==== DATA PROVIDED

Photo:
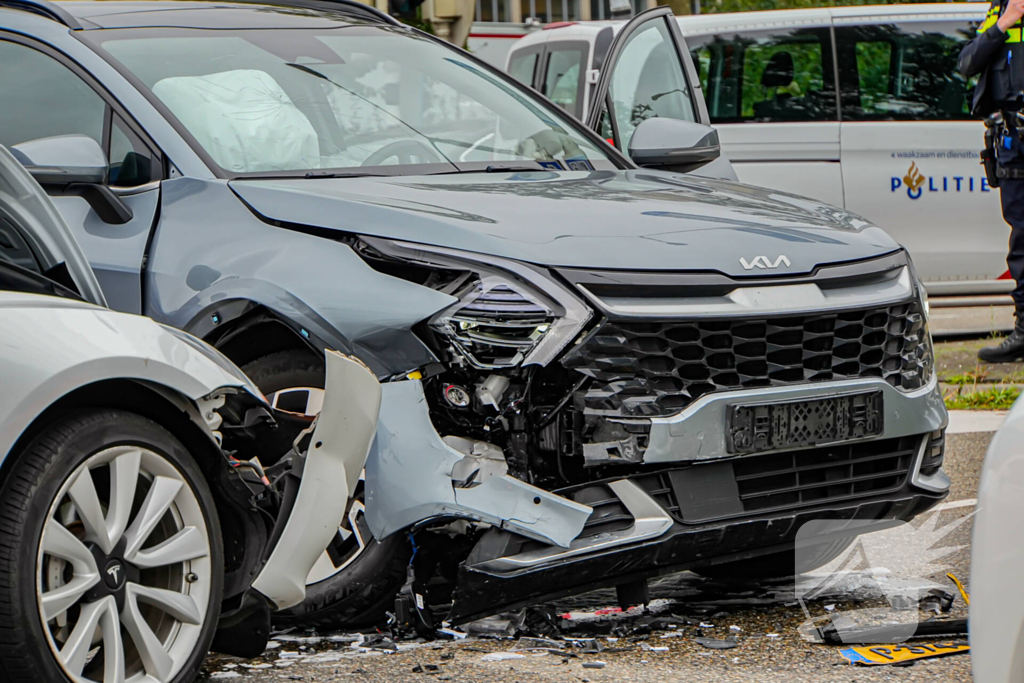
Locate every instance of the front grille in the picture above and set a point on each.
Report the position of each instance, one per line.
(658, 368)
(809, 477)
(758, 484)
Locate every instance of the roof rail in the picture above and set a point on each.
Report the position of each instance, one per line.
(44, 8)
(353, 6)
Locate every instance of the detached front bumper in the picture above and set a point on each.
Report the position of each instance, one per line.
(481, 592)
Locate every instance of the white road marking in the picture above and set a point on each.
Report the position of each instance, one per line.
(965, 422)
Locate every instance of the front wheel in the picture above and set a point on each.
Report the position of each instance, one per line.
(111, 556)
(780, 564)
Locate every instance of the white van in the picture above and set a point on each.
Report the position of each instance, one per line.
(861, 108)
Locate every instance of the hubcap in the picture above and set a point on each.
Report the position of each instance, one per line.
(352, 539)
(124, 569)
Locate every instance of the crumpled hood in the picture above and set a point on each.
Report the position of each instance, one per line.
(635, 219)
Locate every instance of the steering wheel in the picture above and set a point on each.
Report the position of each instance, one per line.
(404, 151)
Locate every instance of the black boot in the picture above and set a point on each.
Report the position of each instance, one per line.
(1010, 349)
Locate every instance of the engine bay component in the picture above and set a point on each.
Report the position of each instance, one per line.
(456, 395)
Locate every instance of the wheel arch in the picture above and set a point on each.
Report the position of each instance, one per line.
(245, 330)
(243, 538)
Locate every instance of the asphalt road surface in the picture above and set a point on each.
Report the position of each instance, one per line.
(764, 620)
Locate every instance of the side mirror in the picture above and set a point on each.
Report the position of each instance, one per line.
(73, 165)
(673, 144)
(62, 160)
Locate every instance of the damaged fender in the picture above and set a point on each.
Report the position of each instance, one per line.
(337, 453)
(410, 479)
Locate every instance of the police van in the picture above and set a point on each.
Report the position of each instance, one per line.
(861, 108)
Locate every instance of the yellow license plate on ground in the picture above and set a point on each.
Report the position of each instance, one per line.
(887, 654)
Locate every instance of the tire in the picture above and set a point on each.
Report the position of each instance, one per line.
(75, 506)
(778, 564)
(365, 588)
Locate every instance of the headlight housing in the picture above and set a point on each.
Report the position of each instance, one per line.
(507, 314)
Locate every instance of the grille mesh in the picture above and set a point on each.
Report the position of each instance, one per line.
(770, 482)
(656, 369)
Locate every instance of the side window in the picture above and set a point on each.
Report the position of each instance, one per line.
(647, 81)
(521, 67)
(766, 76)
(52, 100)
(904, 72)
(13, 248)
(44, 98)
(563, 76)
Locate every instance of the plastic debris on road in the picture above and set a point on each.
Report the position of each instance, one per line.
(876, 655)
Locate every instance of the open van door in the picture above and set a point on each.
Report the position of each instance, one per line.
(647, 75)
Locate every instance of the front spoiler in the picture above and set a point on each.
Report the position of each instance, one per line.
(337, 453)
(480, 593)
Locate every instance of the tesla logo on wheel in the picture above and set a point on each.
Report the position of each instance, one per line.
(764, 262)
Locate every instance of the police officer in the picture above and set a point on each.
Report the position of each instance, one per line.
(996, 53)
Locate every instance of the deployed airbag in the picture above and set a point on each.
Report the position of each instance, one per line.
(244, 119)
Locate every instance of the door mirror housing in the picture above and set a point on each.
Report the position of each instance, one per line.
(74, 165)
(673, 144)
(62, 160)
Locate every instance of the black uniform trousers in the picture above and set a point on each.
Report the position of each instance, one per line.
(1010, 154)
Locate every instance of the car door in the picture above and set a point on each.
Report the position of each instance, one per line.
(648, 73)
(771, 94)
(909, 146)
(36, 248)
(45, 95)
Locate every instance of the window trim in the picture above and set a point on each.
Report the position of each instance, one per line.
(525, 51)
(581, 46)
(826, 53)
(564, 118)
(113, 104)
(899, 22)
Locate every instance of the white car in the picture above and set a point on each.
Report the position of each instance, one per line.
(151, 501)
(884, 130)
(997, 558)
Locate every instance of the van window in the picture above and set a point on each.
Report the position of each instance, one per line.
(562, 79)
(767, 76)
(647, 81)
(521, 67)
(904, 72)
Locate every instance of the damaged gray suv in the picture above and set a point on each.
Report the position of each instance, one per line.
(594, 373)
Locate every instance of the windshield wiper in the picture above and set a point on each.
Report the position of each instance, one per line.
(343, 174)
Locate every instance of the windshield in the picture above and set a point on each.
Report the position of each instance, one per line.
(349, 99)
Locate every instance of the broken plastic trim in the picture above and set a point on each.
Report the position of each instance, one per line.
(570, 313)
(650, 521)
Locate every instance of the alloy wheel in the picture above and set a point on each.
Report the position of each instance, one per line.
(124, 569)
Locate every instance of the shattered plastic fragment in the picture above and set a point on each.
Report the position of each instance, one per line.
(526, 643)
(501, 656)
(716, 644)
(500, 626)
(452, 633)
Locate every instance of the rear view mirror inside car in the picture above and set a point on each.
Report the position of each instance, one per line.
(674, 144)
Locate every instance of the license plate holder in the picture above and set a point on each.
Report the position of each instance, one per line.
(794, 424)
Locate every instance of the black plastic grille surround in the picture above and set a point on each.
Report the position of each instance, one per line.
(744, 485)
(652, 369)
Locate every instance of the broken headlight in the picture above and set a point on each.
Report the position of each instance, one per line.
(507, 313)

========

▶ _STATED GOAL_
All of the lines above should be retyped precisely, apart from the pictures.

▶ _OUTPUT BELOW_
Photo:
Locate every instance of the front grille in the picture above and set a point on each.
Report the position of each instance, one per line.
(658, 368)
(809, 477)
(758, 484)
Locate every instance of the roof rail in the picture above and set a point on each.
Report the position of each instance, one per line.
(44, 8)
(353, 6)
Locate every instance of the detached front bumper in the picture above and set a point on each.
Report the position of each instance, one per line.
(481, 592)
Locate every instance of the white road marking in the picture above and set a point on each.
Report the position of each instance, one per line.
(965, 422)
Locate every instance of the front wheel in the picture above and set a point on each.
Report the position of each instance, one per line.
(111, 556)
(780, 564)
Locate every instance of the white van in the picture above and set a point on each.
Report the position of each instance, one per line.
(861, 108)
Locate every instance of the hubcap in the picture above and set a point on each.
Report the position of each instance, one per line.
(352, 539)
(124, 569)
Locate every instance of the crumpled hood in the picture above and set a point on each.
Report the position of each instance, one per line.
(635, 219)
Locate every instance of the steering wheel in the picture above and set a point on each.
Report the position of each instance, one per line.
(404, 151)
Locate every instance of the black boot in the picture above and set a point on each.
Report the position of each instance, one per line.
(1010, 349)
Locate every instance of the engine bay component in the picture above and set a point on each.
Report the position of each instance, one per line.
(456, 395)
Locate every instance of the wheel arch in the picture above and set a point on each.
Report the position of each instance, one per line.
(245, 330)
(243, 538)
Locate every instance of the asphalt road surface in the picture above and set a point on each.
Report the position of each instance, one per line.
(764, 620)
Locate every instance of the side mirror in the picture above and set a point on each.
Report the position of each instance, one per line.
(73, 165)
(673, 144)
(62, 160)
Locate every instance of the damaged fender in the picture above and set a point on each.
Report the position of each instance, one per line.
(337, 453)
(410, 479)
Locate every instance of the police van in the picture above and set a point on each.
Report the position of each instance, one per line.
(861, 108)
Locate every instance of the yellow license plate on ground in the picture above and set a point on each.
Report the position of each instance, one per line.
(887, 654)
Locate every instance of the tire in the picture above and set a point on each.
Report the position of each instance, one per line.
(75, 506)
(778, 564)
(365, 588)
Locate every instance of the headlight housing in the picture above and set a point on each.
Report the position of each instance, one per line.
(507, 314)
Locate every instance of the grille mesh in the picture above and set a point on each.
Report the position of each instance, one per line.
(770, 482)
(656, 369)
Locate every instance of the side window in the picture above and set a point on each.
Report the position of each instance, one per line.
(647, 81)
(521, 67)
(766, 76)
(52, 100)
(904, 72)
(13, 248)
(44, 98)
(563, 76)
Locate every instance of the plastic debris on road in the picture above and set a point on each.
Report the position of each instance, one per line.
(876, 655)
Locate every instance of the open van door in the picture above and set a point on each.
Report the position of each instance, one per line.
(647, 75)
Locate every instance of the front spoiler in the picture above and set a point on each.
Report the position of each instance, one per line.
(337, 453)
(480, 593)
Locate every instance of the tesla logo on wheel in the picture above and set a point on each.
Report the position of each instance, one per line.
(764, 262)
Locate every instance of the police officer in the picture above and set a point on each.
Report the position of each instance, one per line.
(996, 53)
Locate every instance of the deployed airbag in the picture above and set a point on each.
Report the position of each instance, one per line.
(244, 119)
Locate every instance of the door mirror housing in the picture above and set a point on each.
Report the position of each instance, one per line.
(74, 165)
(673, 144)
(62, 160)
Locate every instance of the black uniform trousers in the picture above and set a point on each.
Report the position of each instance, one per line.
(1010, 154)
Locate every instance of the car door in the picture above and set a point on each.
Report the position of each instance, one per line.
(648, 73)
(771, 94)
(909, 146)
(36, 248)
(45, 95)
Locate every instance of the window trim in the picture above and set a point on each.
Report the position of each instance, one per line.
(525, 51)
(581, 46)
(826, 53)
(564, 118)
(113, 104)
(899, 22)
Locate every instance of the white car in the picture above and set a point on each.
Report the position of each instance, one per line.
(151, 501)
(884, 130)
(997, 558)
Locate every instance of the van window in the picture above and set a point on each.
Report the position of each instance, one per line.
(562, 79)
(767, 76)
(647, 81)
(521, 67)
(904, 72)
Locate every instance of the damaged gray suv in the picture above and set a point on each.
Report the position of each instance, one per line.
(594, 373)
Locate every instance of the windshield wiper in the picture above and set a point on each.
Report the position of each instance, one per line.
(343, 174)
Locate every instance of the windshield in the picture above and set a point on each.
Report the position of each instance, one per line.
(349, 99)
Locate every instance of the broken plastic trim in the picture above and set a point on each.
Report the position of each instance, one per line.
(570, 313)
(650, 521)
Locate every instance of the alloy wheel in the picture above and set a point on each.
Report the position of each instance, one per line.
(124, 569)
Locate every instance of the shattered plastic fragment in the picture above and set a point on each.
Report the position of each instance, one per line.
(526, 643)
(501, 656)
(716, 644)
(500, 626)
(452, 633)
Locate every instance of the rear view mirror inside car in the picture above and set a point on each.
Report the position of each instance, one per line.
(674, 144)
Locate every instance of the license plate holder in the picture above and set a point on each.
Report the position of each instance, one per line.
(794, 424)
Locate every instance of the black plastic grille surround in the picture above and set a point on each.
Report the position of each instance, one per line.
(744, 485)
(652, 369)
Locate every instance of the broken headlight in the picture above and set a point on each.
Report the position of each instance, one per line.
(507, 313)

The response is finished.